Location identification items
———

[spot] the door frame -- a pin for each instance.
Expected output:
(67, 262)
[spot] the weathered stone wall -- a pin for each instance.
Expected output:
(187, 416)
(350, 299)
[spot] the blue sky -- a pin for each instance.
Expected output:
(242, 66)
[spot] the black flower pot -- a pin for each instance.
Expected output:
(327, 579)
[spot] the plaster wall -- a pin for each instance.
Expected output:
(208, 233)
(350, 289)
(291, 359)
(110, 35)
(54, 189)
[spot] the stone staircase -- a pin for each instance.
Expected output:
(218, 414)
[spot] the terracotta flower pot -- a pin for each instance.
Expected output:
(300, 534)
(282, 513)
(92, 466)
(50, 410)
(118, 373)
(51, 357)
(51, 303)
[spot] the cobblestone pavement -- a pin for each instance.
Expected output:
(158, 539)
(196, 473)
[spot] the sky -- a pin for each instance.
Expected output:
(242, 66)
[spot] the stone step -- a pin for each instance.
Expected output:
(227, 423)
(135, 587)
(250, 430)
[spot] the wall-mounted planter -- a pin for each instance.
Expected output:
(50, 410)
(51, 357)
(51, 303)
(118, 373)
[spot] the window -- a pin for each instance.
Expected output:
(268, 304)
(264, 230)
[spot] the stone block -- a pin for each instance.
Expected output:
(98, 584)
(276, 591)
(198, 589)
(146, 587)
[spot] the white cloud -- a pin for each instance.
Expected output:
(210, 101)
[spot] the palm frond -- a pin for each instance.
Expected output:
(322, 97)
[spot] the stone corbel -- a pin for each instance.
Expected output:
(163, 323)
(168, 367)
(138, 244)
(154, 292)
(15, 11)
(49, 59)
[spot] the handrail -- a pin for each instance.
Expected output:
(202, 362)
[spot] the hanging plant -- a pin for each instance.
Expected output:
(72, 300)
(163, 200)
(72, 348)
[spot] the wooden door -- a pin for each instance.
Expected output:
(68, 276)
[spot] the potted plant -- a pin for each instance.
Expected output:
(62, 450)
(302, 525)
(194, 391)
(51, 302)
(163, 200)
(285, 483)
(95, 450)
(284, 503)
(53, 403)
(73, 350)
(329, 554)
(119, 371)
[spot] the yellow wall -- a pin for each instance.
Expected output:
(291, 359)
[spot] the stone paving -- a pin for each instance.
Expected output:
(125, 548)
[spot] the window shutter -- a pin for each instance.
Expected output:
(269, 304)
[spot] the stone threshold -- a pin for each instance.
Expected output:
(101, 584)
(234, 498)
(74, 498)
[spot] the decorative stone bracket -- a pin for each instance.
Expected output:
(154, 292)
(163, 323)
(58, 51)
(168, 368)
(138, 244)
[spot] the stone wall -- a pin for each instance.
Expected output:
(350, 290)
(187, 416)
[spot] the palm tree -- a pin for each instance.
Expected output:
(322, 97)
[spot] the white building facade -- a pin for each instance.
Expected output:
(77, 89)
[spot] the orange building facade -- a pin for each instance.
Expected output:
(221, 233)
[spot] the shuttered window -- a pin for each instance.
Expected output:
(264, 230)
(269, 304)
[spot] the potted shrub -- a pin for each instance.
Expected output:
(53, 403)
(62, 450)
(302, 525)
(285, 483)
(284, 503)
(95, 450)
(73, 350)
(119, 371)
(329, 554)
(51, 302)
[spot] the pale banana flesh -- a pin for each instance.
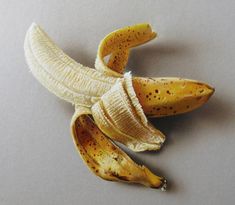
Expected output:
(118, 103)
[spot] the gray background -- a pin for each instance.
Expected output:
(38, 161)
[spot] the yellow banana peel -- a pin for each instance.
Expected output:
(110, 105)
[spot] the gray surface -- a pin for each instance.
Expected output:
(38, 161)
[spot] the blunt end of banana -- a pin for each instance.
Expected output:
(161, 97)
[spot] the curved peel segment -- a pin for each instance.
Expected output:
(170, 96)
(120, 116)
(117, 45)
(104, 158)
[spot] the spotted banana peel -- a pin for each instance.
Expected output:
(110, 105)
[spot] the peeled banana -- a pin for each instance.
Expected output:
(110, 105)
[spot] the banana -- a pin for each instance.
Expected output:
(111, 105)
(104, 158)
(119, 115)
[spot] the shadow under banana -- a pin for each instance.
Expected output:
(110, 105)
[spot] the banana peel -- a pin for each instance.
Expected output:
(110, 105)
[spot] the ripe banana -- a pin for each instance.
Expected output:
(110, 105)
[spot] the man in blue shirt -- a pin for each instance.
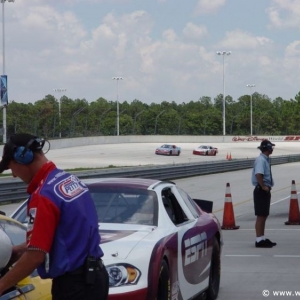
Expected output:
(263, 183)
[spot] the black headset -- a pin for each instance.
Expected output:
(24, 155)
(268, 147)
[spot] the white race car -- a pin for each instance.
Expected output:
(158, 243)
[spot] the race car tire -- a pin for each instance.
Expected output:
(164, 283)
(215, 272)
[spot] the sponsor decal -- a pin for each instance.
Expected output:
(292, 138)
(113, 235)
(32, 215)
(70, 188)
(195, 247)
(175, 290)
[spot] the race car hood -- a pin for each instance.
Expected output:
(120, 242)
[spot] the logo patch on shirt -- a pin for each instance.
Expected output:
(31, 216)
(70, 188)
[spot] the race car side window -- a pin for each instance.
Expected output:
(173, 208)
(189, 202)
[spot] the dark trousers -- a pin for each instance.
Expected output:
(73, 287)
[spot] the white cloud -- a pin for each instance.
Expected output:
(284, 14)
(193, 31)
(208, 6)
(238, 39)
(293, 49)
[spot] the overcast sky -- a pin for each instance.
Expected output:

———

__WHAT IS BEING ASKED__
Give the data again exactly as written, with all pictures left out.

__ANSWER TO THE PROBLEM__
[spot] the door frame -- a pin for each instance.
Expected output:
(67, 262)
[spot] the weathered stone wall -- a pin for each instance.
Expected output:
(187, 416)
(350, 299)
[spot] the blue sky -- a pin for each instance.
Expected output:
(242, 66)
[spot] the black flower pot -- a pin for each instance.
Expected output:
(327, 579)
[spot] the plaster wall -- a pin for each instance.
Expected output:
(208, 233)
(350, 289)
(291, 359)
(110, 35)
(54, 189)
[spot] the stone staircase -- a pin for each instance.
Expected output:
(218, 414)
[spot] the terracotta flower pot -- a pin for each instance.
Expected output:
(300, 534)
(282, 513)
(92, 466)
(50, 410)
(118, 373)
(51, 357)
(51, 303)
[spot] the cobblestone pavement -- a pin for each instance.
Expected output:
(158, 539)
(196, 473)
[spot] the sky -- a pin for each instance.
Expected output:
(242, 66)
[spot] the stone step -- a pin for each instance.
Expected output:
(227, 423)
(135, 587)
(250, 430)
[spot] the wall-mounted planter -- a pin for each instance.
Expected output:
(50, 410)
(51, 357)
(51, 303)
(118, 373)
[spot] the window -- a pin for each instance.
Expected output:
(268, 304)
(264, 230)
[spot] the stone block -- a pin for each instance.
Expected output:
(98, 584)
(276, 591)
(198, 589)
(146, 587)
[spot] the white cloud -- a pin for each instance.
Expected output:
(210, 101)
[spot] the palm frond -- a pin for each instance.
Expected output:
(322, 97)
[spot] the stone corbel -- a pin for each instance.
Expected output:
(163, 323)
(168, 367)
(138, 244)
(154, 292)
(15, 11)
(49, 59)
[spot] the handrail -- a pin for each instance.
Expected output:
(202, 362)
[spot] the hanging plant -- a pin for each instance.
Expected output:
(72, 300)
(163, 200)
(72, 348)
[spot] the wooden door -- a pin for each instance.
Expected output:
(68, 276)
[spot] the potted plant -- a pin for each instance.
Expected output:
(62, 450)
(302, 525)
(194, 391)
(51, 302)
(163, 200)
(285, 483)
(95, 450)
(284, 503)
(53, 403)
(73, 350)
(329, 554)
(119, 371)
[spot] the yellow wall -- a pin for each instance.
Expected output:
(291, 359)
[spot] the stone paving -- a pin for each instance.
Expected output:
(125, 548)
[spot] the window shutter -- a pin for each instance.
Expected output:
(269, 304)
[spot] the stone threshold -- a pin for each instance.
Expected output:
(101, 584)
(234, 498)
(74, 498)
[spot] the decorative stone bracket -- a pin for each instance.
Expected output:
(154, 292)
(163, 323)
(58, 51)
(168, 368)
(138, 244)
[spot] the stone wall -- a pin for each instance.
Expected output:
(350, 290)
(187, 416)
[spot] the palm tree -- a pin for each instance.
Expected output:
(322, 97)
[spot] the white building facade -- a pin for each instance.
Expected output:
(77, 89)
[spot] the orange building facade -- a pin for each instance.
Expected output:
(221, 233)
[spot] the shuttered window -- a pin for each instance.
Expected output:
(264, 230)
(269, 304)
[spot] the potted shrub -- a pin for each instance.
Expected output:
(53, 403)
(62, 450)
(302, 525)
(285, 483)
(284, 503)
(95, 450)
(73, 350)
(119, 371)
(329, 554)
(51, 302)
[spot] the pale banana flesh -- a pin for each instance.
Expected output:
(118, 103)
[spot] the gray background -- a pin for each instance.
Expected output:
(38, 161)
[spot] the yellow banana peel -- a pin for each instance.
Expected output:
(110, 105)
[spot] the gray surface -- a pin for each instance.
Expected output:
(38, 161)
[spot] the blunt end of banana -- a pin for each instance.
Expected output:
(161, 97)
[spot] the curved peel segment -- a pin for each instance.
Expected output:
(170, 96)
(120, 116)
(117, 45)
(104, 158)
[spot] the spotted banana peel -- a pin for each instance.
Expected output:
(110, 105)
[spot] the peeled banana -- a pin for each instance.
Expected output:
(110, 105)
[spot] the banana -- a pin for each instance.
Expected output:
(111, 105)
(104, 158)
(119, 115)
[spot] the shadow under banana -- a pin for each instance.
Expected output:
(110, 105)
[spot] the banana peel -- a pin for each instance.
Expected output:
(110, 105)
[spot] the ripe banana -- a pin for each instance.
Expected output:
(110, 105)
[spot] the man in blue shirt -- a pin for each instance.
Expected output:
(263, 183)
[spot] the black headset -- a pin for each instance.
Expected output:
(24, 155)
(268, 147)
[spot] the white race car -- a pin for each instance.
Expected output:
(158, 243)
[spot] the race car tire -- a pin for each instance.
Expected output:
(164, 283)
(215, 272)
[spot] the sponsor decal -- a pin for each instance.
Expected output:
(292, 138)
(113, 235)
(32, 215)
(70, 188)
(195, 247)
(175, 290)
[spot] the race car hood -- a pin for each instance.
Expected output:
(120, 242)
[spot] the logo patch on shirt -- a pin for each instance.
Expected output:
(31, 216)
(70, 188)
[spot] the race car side window -- a pin for each instance.
Expected output:
(173, 208)
(189, 202)
[spot] the dark trousers -- a pin for each instance.
Expected output:
(73, 287)
[spot] the white cloud -- a pin for each instance.
Expected output:
(284, 14)
(193, 31)
(208, 6)
(238, 39)
(293, 49)
[spot] the overcast sky -- a pin for each instance.
Expected output:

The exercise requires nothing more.